**Given task**
Reproduce each line of the records below word for word, leaving out the pictures.

= = =

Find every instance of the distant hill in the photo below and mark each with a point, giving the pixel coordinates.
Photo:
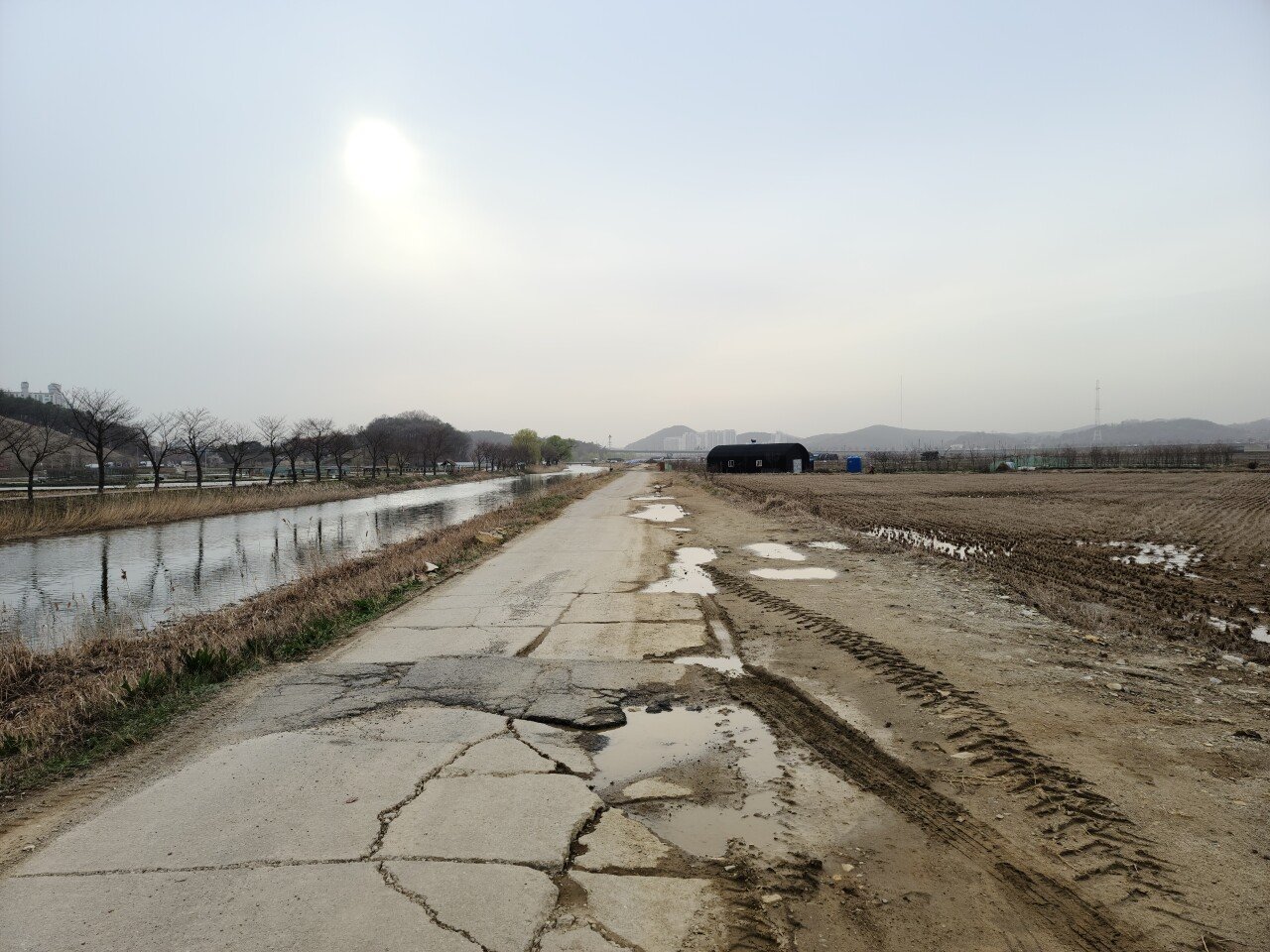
(1124, 433)
(581, 449)
(489, 436)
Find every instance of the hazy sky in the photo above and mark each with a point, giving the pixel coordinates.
(607, 217)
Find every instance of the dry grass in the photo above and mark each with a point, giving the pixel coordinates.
(60, 516)
(51, 705)
(1057, 529)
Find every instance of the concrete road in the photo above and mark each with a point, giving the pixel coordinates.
(434, 785)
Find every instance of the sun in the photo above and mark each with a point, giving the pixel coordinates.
(380, 160)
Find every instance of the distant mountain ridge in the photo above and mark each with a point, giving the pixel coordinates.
(1124, 433)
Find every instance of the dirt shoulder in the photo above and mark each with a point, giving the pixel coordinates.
(1132, 774)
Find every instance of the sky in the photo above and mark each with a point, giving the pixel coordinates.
(601, 218)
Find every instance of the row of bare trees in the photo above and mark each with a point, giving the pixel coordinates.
(103, 424)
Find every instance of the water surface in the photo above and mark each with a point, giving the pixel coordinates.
(58, 589)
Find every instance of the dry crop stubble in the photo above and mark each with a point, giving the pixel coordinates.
(1072, 542)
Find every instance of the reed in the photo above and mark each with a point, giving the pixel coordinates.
(60, 710)
(60, 516)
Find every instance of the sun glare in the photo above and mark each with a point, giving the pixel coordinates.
(379, 159)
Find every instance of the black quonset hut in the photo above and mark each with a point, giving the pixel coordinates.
(760, 457)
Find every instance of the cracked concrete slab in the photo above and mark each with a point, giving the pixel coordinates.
(286, 830)
(559, 744)
(280, 797)
(620, 843)
(343, 906)
(403, 644)
(611, 607)
(653, 912)
(576, 939)
(654, 788)
(425, 724)
(620, 642)
(425, 615)
(498, 757)
(500, 906)
(583, 694)
(530, 819)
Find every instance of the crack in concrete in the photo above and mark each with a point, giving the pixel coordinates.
(558, 766)
(390, 814)
(391, 881)
(272, 865)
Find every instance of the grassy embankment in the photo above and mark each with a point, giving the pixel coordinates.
(59, 516)
(63, 710)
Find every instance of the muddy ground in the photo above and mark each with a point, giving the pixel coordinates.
(615, 735)
(1134, 774)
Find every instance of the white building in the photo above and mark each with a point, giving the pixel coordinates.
(54, 395)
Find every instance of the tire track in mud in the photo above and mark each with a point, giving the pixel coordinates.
(1097, 841)
(1051, 905)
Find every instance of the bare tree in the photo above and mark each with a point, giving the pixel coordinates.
(272, 436)
(102, 422)
(32, 442)
(317, 434)
(294, 448)
(376, 438)
(157, 436)
(197, 431)
(341, 448)
(235, 444)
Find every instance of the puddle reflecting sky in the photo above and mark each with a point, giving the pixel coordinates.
(725, 754)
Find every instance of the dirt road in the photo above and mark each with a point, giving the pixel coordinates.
(612, 735)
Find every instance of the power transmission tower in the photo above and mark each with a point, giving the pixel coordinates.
(1097, 413)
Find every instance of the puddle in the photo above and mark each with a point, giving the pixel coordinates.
(775, 549)
(1174, 558)
(728, 662)
(933, 543)
(688, 576)
(725, 754)
(794, 572)
(661, 512)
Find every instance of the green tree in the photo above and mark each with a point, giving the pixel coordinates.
(557, 449)
(527, 447)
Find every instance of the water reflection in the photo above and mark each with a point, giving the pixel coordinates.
(58, 589)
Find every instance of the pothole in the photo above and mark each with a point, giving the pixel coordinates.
(724, 758)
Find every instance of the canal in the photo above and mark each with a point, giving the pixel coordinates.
(58, 589)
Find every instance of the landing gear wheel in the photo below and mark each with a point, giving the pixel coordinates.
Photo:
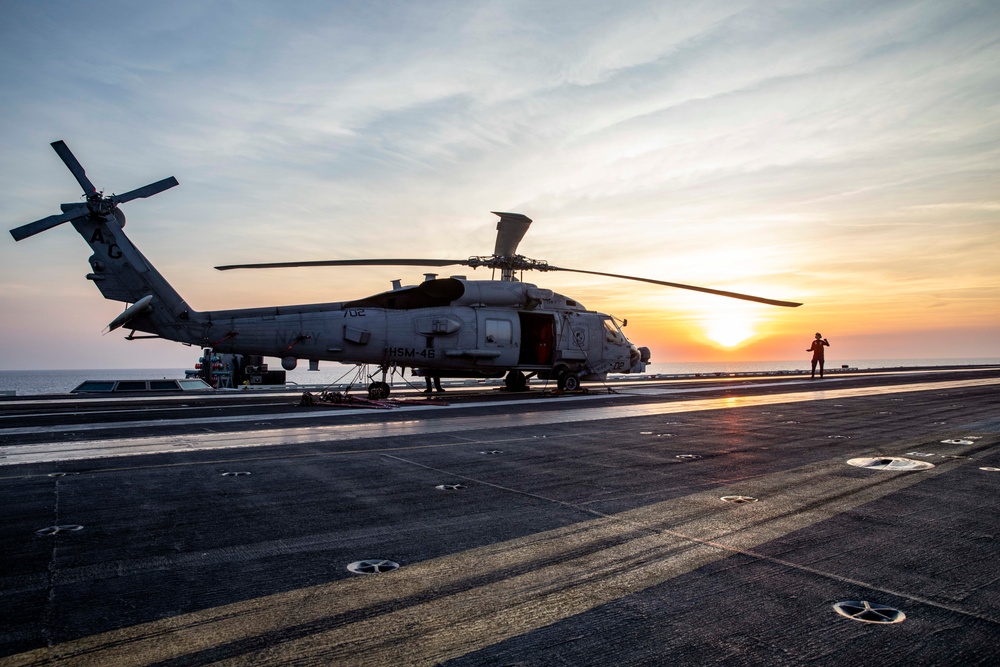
(515, 381)
(568, 382)
(378, 390)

= = =

**Exercise answer**
Find every instance of the distant hill in the photo below and mark each with a point, giving the pixel coordinates.
Photo:
(1124, 433)
(581, 449)
(489, 436)
Find every instance of the hazy sky in the photo above and mark each with a point, giving the pixel coordinates.
(607, 217)
Find every instance of the dry grass in the photo above and mark each with a point, giving the pixel coordinates.
(60, 516)
(51, 705)
(1057, 529)
Find every instance of the concrete road in the photo above and mark each with a point, giving the pixel coordinates.
(434, 785)
Find every instance of the sun in the photo above and mark each with a point, giving the pixel coordinates.
(380, 160)
Find every instance of the distant mountain ridge in the photo above and mark each with a point, giving the pixel coordinates.
(1124, 433)
Find every instance of the dirt shoulder in the photo above and mark each with a point, giving the pixel coordinates.
(1132, 774)
Find every instance of the sky in the photo above and mark each with a point, giving the pixel coordinates.
(601, 218)
Find every instance of the row of bare trees in the photo above and mark each with a point, giving the pixel coordinates.
(103, 424)
Find every instance of the water surface in the photo above and mark each with a point, giving the pixel coordinates.
(58, 589)
Find every instance of the dry crop stubble in the photo above and mark each with a point, giving the pixel coordinates.
(1072, 542)
Find every instance of the reed in the photo above and mark each with a point, giving the pixel coordinates.
(60, 710)
(60, 516)
Find every instance of the sun glare in the photo above and mark each with a point, giving the pixel coordinates.
(379, 159)
Find every instance of the black quonset hut in the photo above and mark each with a point, giving the pixel coordinates.
(760, 457)
Find every instance of the cracked concrete slab in the photo above and mark each with a point, giving the pixel coordinates.
(286, 830)
(559, 744)
(280, 797)
(620, 843)
(343, 906)
(403, 644)
(611, 607)
(653, 912)
(576, 939)
(654, 788)
(425, 724)
(620, 642)
(425, 615)
(498, 757)
(500, 906)
(583, 694)
(530, 819)
Find every instance of the crack in concrete in the photo above and mark each with a point, giving the pixel coordinates.
(558, 766)
(390, 814)
(391, 881)
(272, 865)
Find every instance of the grassy embankment in the photo above and mark each with a point, giving the pixel coordinates.
(59, 516)
(63, 710)
Find every instance of the muddy ground in the photo above and mark each with a point, giving the pixel coordinates.
(615, 735)
(1134, 774)
Find every instance of the white building in the photo above and mark each with a point, giving the pixel coordinates.
(54, 395)
Find every instance of the tire track in mud in the photo above and mark each with a point, giving the pixel coordinates.
(1097, 841)
(1051, 905)
Find every instance of the bare tree in the photo above and mark each with a point, giving the pixel coordinates.
(272, 436)
(102, 422)
(32, 442)
(317, 434)
(294, 448)
(376, 438)
(157, 436)
(197, 431)
(341, 448)
(235, 444)
Find every instance of the puddle reflecting sky in the photo above and mark each with a point, giving the pixel coordinates.
(725, 754)
Find every instance of the dirt road in the photo above and mark each with a point, giving the pixel coordinates.
(612, 735)
Find every instance of the power transmission tower in the photo above and mark each with a point, giving the pixel coordinates.
(1097, 413)
Find every instance of the puddle in the photo above and mark each with a point, giving the pixel coordinates.
(775, 549)
(1174, 558)
(728, 662)
(933, 543)
(688, 576)
(725, 754)
(794, 572)
(661, 512)
Find every instance of the green tree in the photo above and mark each with a point, giving the pixel coordinates.
(557, 449)
(527, 447)
Find every instance of the water reflection in the photo above and mark each with a point, giving the pixel coordinates.
(58, 589)
Find every instance of the pothole in the photo above and mark each with a point, giving the pixel coordinates.
(724, 758)
Find every instance of the canal in the photo above and mark each with a point, giving the pixel coordinates.
(58, 589)
Find every instance of the landing gear wheel in the photo below and mark each with a point, giving the pixel coordinates.
Photo:
(515, 381)
(568, 382)
(378, 390)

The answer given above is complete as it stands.